FRAGMENTO SELECCIONADO -
-*-

Sería difícil de entender que las Cortes no aceptaran que el nuevo Estatuto entre en la cámara, pero también debe quedar claro que su paso por el parlamento español no puede ser un simple trámite de convalidación. La vicepresidenta del Gobierno, María Teresa Fernández de la Vega ha situado con claridad las cosas en su lugar: «Vamos a garantizar que el texto final sea acorde con la Constitución de la A a la Z, con el interés general y con el de todos los ciudadanos». No es caprichoso que la reforma del Estatuto catalán deba superar tres listones: su elaboración en el parlamento autónomo, la aprobación del Congreso y la ratificación en referéndum por los ciudadanos catalanes. Sobre esta triple llave descansa el delicado equilibrio del Estado de las autonomías: no puede ser un documento unilateral, las Cortes tienen toda la legitimidad para enmendar su contenido en el marco de la comisión mixta, y los catalanes tienen derecho a rechazarlo al final si tras el cedazo de las Cortes consideran que queda esencialmente desdibujado respecto a sus expectativas.

-*-

LISTADO DE ENTRADA -
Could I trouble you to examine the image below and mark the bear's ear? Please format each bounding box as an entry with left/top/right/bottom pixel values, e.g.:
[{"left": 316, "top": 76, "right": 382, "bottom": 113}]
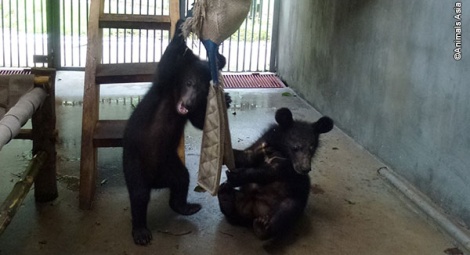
[
  {"left": 275, "top": 108, "right": 294, "bottom": 128},
  {"left": 313, "top": 116, "right": 333, "bottom": 134}
]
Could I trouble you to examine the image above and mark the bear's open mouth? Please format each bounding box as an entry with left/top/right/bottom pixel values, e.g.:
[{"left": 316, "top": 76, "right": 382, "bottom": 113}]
[{"left": 176, "top": 100, "right": 189, "bottom": 115}]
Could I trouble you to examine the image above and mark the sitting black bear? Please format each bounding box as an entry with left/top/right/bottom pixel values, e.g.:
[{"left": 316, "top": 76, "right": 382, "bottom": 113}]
[
  {"left": 218, "top": 108, "right": 333, "bottom": 240},
  {"left": 123, "top": 21, "right": 230, "bottom": 245}
]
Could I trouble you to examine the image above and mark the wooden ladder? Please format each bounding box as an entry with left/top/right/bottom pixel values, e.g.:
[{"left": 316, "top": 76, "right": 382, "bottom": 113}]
[{"left": 79, "top": 0, "right": 184, "bottom": 209}]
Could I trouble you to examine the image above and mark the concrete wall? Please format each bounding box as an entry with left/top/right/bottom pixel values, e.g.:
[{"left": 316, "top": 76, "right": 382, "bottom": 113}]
[{"left": 277, "top": 0, "right": 470, "bottom": 226}]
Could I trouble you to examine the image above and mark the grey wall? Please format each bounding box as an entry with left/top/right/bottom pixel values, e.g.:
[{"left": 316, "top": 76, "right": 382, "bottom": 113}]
[{"left": 277, "top": 0, "right": 470, "bottom": 226}]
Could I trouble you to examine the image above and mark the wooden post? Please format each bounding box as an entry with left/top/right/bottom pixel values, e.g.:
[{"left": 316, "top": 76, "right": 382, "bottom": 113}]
[
  {"left": 79, "top": 0, "right": 104, "bottom": 209},
  {"left": 0, "top": 151, "right": 48, "bottom": 235},
  {"left": 31, "top": 69, "right": 58, "bottom": 202}
]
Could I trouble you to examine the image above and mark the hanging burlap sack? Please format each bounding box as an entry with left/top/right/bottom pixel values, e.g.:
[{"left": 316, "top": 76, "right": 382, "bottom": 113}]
[{"left": 182, "top": 0, "right": 251, "bottom": 195}]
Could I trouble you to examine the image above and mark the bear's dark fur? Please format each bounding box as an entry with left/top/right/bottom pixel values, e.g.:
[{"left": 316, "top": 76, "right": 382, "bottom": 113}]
[
  {"left": 123, "top": 21, "right": 225, "bottom": 245},
  {"left": 218, "top": 108, "right": 333, "bottom": 240}
]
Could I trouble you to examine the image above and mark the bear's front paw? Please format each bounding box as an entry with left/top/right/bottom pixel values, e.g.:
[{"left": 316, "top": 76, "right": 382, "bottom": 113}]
[
  {"left": 170, "top": 201, "right": 202, "bottom": 215},
  {"left": 132, "top": 228, "right": 152, "bottom": 245},
  {"left": 253, "top": 215, "right": 270, "bottom": 240}
]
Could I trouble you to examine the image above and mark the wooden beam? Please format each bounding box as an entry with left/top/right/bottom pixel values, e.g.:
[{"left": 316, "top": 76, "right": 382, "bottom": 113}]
[
  {"left": 31, "top": 69, "right": 59, "bottom": 202},
  {"left": 0, "top": 151, "right": 47, "bottom": 235},
  {"left": 99, "top": 13, "right": 171, "bottom": 30},
  {"left": 79, "top": 0, "right": 104, "bottom": 209}
]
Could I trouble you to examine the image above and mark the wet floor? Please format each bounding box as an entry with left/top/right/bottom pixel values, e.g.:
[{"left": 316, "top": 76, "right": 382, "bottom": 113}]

-*-

TAREAS DEL EJERCICIO -
1. Transcribe el texto sobre el Estatuto catalán completo y sin cambiar nada.
2. Reproduce palabra por palabra el listado, desde la línea que contiene "the wooden beam?" hasta el final del listado, ambos extremos incluidos.
El texto y el listado no guardan ninguna relación entre sí.

RESULTADOS ESPERADOS -
1.
Sería difícil de entender que las Cortes no aceptaran que el nuevo Estatuto entre en la cámara, pero también debe quedar claro que su paso por el parlamento español no puede ser un simple trámite de convalidación. La vicepresidenta del Gobierno, María Teresa Fernández de la Vega ha situado con claridad las cosas en su lugar: «Vamos a garantizar que el texto final sea acorde con la Constitución de la A a la Z, con el interés general y con el de todos los ciudadanos». No es caprichoso que la reforma del Estatuto catalán deba superar tres listones: su elaboración en el parlamento autónomo, la aprobación del Congreso y la ratificación en referéndum por los ciudadanos catalanes. Sobre esta triple llave descansa el delicado equilibrio del Estado de las autonomías: no puede ser un documento unilateral, las Cortes tienen toda la legitimidad para enmendar su contenido en el marco de la comisión mixta, y los catalanes tienen derecho a rechazarlo al final si tras el cedazo de las Cortes consideran que queda esencialmente desdibujado respecto a sus expectativas.

2.
Could I trouble you to examine the image above and mark the wooden beam? Please format each bounding box as an entry with left/top/right/bottom pixel values, e.g.:
[{"left": 316, "top": 76, "right": 382, "bottom": 113}]
[
  {"left": 31, "top": 69, "right": 59, "bottom": 202},
  {"left": 0, "top": 151, "right": 47, "bottom": 235},
  {"left": 99, "top": 13, "right": 171, "bottom": 30},
  {"left": 79, "top": 0, "right": 104, "bottom": 209}
]
Could I trouble you to examine the image above and mark the wet floor? Please format each bounding box as an entry with left/top/right/bottom pixel values, e.g.:
[{"left": 316, "top": 76, "right": 382, "bottom": 113}]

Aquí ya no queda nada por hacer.